[Data to use]

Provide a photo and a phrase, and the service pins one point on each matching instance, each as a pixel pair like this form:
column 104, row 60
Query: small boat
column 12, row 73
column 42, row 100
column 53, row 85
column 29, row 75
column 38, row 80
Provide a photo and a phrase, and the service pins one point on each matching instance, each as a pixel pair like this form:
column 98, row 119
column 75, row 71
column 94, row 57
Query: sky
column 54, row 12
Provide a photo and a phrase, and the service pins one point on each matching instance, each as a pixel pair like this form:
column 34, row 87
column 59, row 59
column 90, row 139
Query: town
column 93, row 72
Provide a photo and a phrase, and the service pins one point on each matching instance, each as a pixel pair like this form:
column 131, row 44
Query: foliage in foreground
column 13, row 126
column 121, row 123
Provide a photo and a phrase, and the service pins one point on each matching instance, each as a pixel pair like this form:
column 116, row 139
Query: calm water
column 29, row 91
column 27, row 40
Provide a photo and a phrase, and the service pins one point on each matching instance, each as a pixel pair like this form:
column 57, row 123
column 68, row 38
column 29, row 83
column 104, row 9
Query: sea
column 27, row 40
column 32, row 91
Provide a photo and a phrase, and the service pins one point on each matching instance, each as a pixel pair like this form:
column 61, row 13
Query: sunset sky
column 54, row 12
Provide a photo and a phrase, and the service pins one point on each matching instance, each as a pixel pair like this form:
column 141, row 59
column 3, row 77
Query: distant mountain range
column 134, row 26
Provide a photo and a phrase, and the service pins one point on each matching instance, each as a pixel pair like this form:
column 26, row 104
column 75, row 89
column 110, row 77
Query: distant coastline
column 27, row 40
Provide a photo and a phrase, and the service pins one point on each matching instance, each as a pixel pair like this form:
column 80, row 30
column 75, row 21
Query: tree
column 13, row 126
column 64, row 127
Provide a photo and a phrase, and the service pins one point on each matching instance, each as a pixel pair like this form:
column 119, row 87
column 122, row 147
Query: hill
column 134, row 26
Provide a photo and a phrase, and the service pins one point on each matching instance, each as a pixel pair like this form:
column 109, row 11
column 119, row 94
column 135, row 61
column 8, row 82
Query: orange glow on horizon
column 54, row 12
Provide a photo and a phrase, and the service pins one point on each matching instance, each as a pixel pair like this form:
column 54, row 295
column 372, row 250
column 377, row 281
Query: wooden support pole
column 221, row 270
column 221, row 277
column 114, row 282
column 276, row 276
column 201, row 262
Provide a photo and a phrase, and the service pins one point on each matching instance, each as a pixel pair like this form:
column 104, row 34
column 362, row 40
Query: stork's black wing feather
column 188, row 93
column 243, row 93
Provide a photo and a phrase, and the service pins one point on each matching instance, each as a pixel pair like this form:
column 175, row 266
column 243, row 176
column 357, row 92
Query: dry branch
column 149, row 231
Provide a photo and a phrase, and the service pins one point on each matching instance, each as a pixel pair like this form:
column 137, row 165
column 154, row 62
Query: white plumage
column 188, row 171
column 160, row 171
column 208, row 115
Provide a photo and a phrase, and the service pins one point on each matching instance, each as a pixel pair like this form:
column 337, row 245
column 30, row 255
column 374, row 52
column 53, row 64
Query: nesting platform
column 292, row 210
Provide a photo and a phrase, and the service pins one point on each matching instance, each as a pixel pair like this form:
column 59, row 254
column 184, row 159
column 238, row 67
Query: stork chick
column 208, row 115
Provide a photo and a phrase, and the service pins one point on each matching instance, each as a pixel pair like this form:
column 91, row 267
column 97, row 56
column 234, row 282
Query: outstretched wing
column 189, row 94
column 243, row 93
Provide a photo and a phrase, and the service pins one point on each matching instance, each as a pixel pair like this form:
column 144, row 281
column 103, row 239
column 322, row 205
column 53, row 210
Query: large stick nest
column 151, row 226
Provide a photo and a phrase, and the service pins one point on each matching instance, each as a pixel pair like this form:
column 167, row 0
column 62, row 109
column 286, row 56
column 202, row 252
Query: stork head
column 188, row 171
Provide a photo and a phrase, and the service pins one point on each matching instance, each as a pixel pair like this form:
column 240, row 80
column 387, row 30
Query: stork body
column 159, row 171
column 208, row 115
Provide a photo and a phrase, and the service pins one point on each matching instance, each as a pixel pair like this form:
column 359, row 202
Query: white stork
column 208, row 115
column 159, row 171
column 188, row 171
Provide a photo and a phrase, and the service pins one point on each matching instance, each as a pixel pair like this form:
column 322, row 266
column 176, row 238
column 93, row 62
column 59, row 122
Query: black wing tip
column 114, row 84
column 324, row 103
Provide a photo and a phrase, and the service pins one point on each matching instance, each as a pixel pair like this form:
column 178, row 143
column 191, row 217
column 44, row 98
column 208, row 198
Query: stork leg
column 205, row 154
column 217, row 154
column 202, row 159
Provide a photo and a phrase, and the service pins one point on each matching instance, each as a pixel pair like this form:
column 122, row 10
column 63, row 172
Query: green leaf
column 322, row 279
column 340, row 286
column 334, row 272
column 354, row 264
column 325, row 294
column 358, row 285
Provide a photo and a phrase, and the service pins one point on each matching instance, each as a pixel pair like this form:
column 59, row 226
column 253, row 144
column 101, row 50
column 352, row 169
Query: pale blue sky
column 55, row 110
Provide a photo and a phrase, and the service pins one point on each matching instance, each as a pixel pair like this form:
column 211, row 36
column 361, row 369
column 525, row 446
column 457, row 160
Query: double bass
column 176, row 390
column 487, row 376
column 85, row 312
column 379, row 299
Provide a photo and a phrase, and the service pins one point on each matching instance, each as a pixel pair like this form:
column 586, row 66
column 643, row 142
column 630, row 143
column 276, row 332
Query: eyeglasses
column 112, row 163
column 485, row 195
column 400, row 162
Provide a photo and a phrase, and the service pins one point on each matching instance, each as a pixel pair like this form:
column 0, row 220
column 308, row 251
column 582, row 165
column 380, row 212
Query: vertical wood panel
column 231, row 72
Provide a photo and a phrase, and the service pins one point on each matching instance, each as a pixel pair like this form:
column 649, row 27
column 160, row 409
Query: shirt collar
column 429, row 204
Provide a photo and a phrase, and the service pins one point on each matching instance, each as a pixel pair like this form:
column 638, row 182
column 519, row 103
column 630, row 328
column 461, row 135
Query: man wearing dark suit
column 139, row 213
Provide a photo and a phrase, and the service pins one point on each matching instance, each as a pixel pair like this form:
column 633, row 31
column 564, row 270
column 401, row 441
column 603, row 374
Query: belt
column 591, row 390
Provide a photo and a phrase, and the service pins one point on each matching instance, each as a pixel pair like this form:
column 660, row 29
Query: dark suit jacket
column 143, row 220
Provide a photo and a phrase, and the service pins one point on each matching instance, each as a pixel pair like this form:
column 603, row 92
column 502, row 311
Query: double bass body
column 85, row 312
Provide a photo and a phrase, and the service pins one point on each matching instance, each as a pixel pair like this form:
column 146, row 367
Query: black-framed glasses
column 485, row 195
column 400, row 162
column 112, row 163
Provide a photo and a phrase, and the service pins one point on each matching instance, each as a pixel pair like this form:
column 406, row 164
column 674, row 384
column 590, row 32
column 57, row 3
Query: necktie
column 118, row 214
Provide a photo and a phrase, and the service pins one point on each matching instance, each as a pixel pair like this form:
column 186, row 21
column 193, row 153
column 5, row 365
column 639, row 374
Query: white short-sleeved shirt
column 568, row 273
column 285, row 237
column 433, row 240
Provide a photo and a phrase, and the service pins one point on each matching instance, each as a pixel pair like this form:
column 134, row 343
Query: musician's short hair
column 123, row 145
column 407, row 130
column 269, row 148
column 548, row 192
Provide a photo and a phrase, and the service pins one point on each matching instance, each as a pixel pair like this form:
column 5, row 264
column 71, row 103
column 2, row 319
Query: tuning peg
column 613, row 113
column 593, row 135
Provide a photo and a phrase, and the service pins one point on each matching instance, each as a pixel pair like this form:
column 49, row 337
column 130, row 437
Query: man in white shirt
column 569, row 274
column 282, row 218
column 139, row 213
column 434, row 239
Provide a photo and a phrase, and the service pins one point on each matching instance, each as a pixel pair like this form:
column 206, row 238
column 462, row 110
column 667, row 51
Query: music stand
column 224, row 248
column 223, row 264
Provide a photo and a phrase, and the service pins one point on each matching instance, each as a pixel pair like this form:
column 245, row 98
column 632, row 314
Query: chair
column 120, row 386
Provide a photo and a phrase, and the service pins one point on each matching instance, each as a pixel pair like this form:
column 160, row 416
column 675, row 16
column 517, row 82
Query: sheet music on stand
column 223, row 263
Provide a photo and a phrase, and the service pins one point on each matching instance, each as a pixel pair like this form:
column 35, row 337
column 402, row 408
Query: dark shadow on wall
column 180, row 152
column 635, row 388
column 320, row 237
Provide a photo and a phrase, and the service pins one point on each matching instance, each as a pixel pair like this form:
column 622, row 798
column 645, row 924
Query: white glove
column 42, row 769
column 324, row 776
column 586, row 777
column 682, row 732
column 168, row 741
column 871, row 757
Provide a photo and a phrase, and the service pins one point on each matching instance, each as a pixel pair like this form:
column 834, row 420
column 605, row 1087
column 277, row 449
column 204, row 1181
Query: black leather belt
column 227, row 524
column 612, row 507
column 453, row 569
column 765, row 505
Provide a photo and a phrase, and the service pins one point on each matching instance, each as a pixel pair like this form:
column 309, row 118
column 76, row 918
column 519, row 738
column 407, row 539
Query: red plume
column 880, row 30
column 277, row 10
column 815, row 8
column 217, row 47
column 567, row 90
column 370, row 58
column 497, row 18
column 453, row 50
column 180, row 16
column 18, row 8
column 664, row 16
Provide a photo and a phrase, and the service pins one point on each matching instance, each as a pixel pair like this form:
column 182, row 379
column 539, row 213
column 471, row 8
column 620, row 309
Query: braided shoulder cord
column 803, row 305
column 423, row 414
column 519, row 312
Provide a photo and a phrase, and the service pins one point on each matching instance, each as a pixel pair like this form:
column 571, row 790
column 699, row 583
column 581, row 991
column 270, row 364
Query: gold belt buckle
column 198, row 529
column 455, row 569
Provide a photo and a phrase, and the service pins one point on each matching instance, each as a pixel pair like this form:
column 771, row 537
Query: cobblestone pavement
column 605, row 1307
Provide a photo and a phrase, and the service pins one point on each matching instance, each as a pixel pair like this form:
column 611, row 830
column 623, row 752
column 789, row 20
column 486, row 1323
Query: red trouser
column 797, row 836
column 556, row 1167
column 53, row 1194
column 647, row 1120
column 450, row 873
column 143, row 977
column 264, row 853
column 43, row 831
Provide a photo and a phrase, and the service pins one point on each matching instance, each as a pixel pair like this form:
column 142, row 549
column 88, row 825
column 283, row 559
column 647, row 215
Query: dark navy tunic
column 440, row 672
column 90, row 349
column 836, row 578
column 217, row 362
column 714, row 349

[/Data to use]

#### [Exercise requirements]
Which lines above run from the one containing "column 582, row 165" down to the one containing "column 639, row 374"? Repeat exactly those, both ends included, and nothing else.

#### [Written reply]
column 582, row 165
column 380, row 212
Query: vertical wood panel
column 231, row 72
Provide a photo and a phrase, and the service pins one point on each matching instance, each as a pixel pair like this form:
column 649, row 27
column 160, row 409
Query: shirt collar
column 429, row 204
Provide a photo and a phrase, and the service pins one point on each matching instance, each as a pixel pair like this form:
column 638, row 182
column 519, row 103
column 630, row 328
column 461, row 135
Query: man wearing dark suit
column 139, row 213
Provide a photo and a phrase, and the service pins one point on each matching instance, each as a pixel pair like this form:
column 633, row 31
column 564, row 270
column 401, row 441
column 603, row 374
Query: belt
column 591, row 390
Provide a photo and a phrase, and the service pins one point on each matching instance, each as a pixel pair like this form:
column 660, row 29
Query: dark suit jacket
column 143, row 220
Provide a photo and a phrase, and the service pins one point on each matching instance, each as a pixel pair like this form:
column 603, row 92
column 502, row 311
Query: double bass body
column 85, row 312
Provide a photo and a phrase, and the service pins one point on each matching instance, each as a pixel pair like this form:
column 146, row 367
Query: black-framed glasses
column 485, row 195
column 400, row 162
column 112, row 163
Provide a photo and a phrase, and the service pins one point on each matching instance, each as a pixel pair like this form:
column 406, row 164
column 674, row 384
column 590, row 32
column 57, row 3
Query: necktie
column 118, row 214
Provide a photo and a phrase, and the service pins one point on each matching instance, each as a pixel pair like this form:
column 186, row 21
column 193, row 153
column 5, row 365
column 639, row 374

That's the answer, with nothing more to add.